--- START ---

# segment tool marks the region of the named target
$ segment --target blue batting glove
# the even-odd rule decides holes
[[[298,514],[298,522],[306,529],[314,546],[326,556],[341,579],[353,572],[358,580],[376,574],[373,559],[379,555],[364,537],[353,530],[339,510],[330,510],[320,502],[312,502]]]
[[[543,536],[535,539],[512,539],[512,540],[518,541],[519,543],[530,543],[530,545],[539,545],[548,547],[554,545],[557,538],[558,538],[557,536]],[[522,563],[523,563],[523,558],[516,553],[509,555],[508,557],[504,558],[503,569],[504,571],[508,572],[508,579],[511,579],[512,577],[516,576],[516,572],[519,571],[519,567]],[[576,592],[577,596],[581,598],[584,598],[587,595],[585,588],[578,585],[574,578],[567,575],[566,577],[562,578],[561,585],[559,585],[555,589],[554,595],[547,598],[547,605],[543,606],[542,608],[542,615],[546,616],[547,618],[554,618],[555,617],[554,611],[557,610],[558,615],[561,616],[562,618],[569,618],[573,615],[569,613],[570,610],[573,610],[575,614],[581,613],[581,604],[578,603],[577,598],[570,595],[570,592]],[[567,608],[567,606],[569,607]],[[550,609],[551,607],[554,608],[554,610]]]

--- END ---

### Problem to work on
Copy out every row above character for character, changing nothing.

### Correct answer
# segment tool marks the region of the named target
$ segment --target blue batting glove
# the even-odd rule decides holes
[[[298,514],[298,522],[306,529],[314,546],[326,556],[341,579],[353,572],[358,580],[376,574],[373,559],[379,555],[364,537],[353,530],[339,510],[330,510],[320,502],[312,502]]]
[[[543,536],[535,539],[512,539],[512,540],[518,541],[519,543],[530,543],[530,545],[539,545],[548,547],[554,545],[557,538],[558,538],[557,536]],[[522,563],[523,563],[523,558],[516,553],[509,555],[508,557],[504,558],[503,569],[504,571],[508,572],[508,579],[511,579],[512,577],[516,576],[516,572],[519,571],[519,567]],[[576,592],[577,596],[581,598],[584,598],[587,595],[585,588],[578,585],[574,578],[567,575],[566,577],[562,578],[561,585],[559,585],[555,589],[554,595],[547,598],[547,605],[543,606],[542,608],[542,615],[546,616],[547,618],[554,618],[555,617],[554,611],[557,610],[558,615],[561,616],[562,618],[569,618],[573,615],[569,613],[570,610],[573,610],[575,614],[581,613],[581,604],[578,603],[577,598],[570,595],[570,592]],[[567,608],[567,606],[569,607]],[[550,609],[551,607],[554,608],[554,610]]]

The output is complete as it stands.